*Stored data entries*
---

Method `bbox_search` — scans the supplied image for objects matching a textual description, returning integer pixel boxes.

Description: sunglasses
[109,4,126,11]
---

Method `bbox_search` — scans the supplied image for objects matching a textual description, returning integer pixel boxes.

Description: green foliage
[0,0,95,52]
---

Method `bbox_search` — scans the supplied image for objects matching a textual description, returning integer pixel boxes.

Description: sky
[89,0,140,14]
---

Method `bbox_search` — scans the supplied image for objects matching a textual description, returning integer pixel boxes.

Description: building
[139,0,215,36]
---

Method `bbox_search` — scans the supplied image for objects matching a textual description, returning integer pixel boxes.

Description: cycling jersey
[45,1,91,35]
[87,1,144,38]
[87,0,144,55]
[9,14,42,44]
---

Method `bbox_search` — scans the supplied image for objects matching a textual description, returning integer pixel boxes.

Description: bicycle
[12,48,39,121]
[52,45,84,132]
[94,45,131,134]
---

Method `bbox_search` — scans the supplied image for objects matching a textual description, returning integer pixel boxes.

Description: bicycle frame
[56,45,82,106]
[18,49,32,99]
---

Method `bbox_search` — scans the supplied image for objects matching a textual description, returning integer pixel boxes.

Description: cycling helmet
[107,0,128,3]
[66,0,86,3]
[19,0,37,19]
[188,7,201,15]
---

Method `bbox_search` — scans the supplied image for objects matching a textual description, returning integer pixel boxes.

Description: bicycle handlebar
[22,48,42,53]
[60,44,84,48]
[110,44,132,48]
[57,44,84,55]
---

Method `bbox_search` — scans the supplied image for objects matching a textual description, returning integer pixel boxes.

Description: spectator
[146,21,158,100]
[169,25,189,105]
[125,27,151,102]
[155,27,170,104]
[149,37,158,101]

*Goal*
Please repeat all of the material above word for word, line by line.

*Result*
---

Method `bbox_search` — scans the supplied image for objects matching a textual description, returning integer pixel boxes.

Description: sunglasses
[109,4,126,11]
---

Method `bbox_search` — scans the supplied image for objects matching a textual description, returning integer pixel boxes.

Description: green foliage
[0,0,95,52]
---

Method `bbox_search` — scans the supplied image for objects matching a textual description, returning integer pixel boxes.

Description: sky
[89,0,140,14]
---

Method `bbox_search` — scans the supplied image for objects matching a textual description, returning integer pixel boxes.

Description: building
[139,0,215,36]
---

Method `bbox_search` — scans the supplied image for objects matching a textual description, returning integer pixel boxes.

Description: cycling jersey
[45,1,91,35]
[87,1,144,38]
[87,0,144,55]
[9,14,42,44]
---

Method `bbox_search` — scans the supplied image for objects matching a textual description, returning integer pixel boxes.

Description: bicycle
[12,48,39,121]
[52,45,84,132]
[94,45,131,134]
---

Method `bbox_search` — scans the supplied image for objects matching a textual description, returning integer pixel boxes.

Description: bicycle frame
[56,45,82,106]
[18,49,32,99]
---

Method `bbox_search` — scans the supplied image for objects matching a textual description, returning integer pixel boxes.

Description: cycling helmet
[107,0,128,3]
[66,0,86,3]
[19,0,37,19]
[188,7,201,15]
---

Method `bbox_search` — scans the supplied image for objects matching a textual description, returning integer pixel boxes.

Description: bicycle handlebar
[22,48,42,53]
[60,44,84,48]
[110,44,132,48]
[57,44,84,55]
---

Method `bbox_search` — scans the supplied image for objects matching a textual description, returning integer pixel boxes.

Description: spectator
[146,21,158,100]
[169,25,189,105]
[125,27,151,102]
[155,27,170,104]
[149,37,158,101]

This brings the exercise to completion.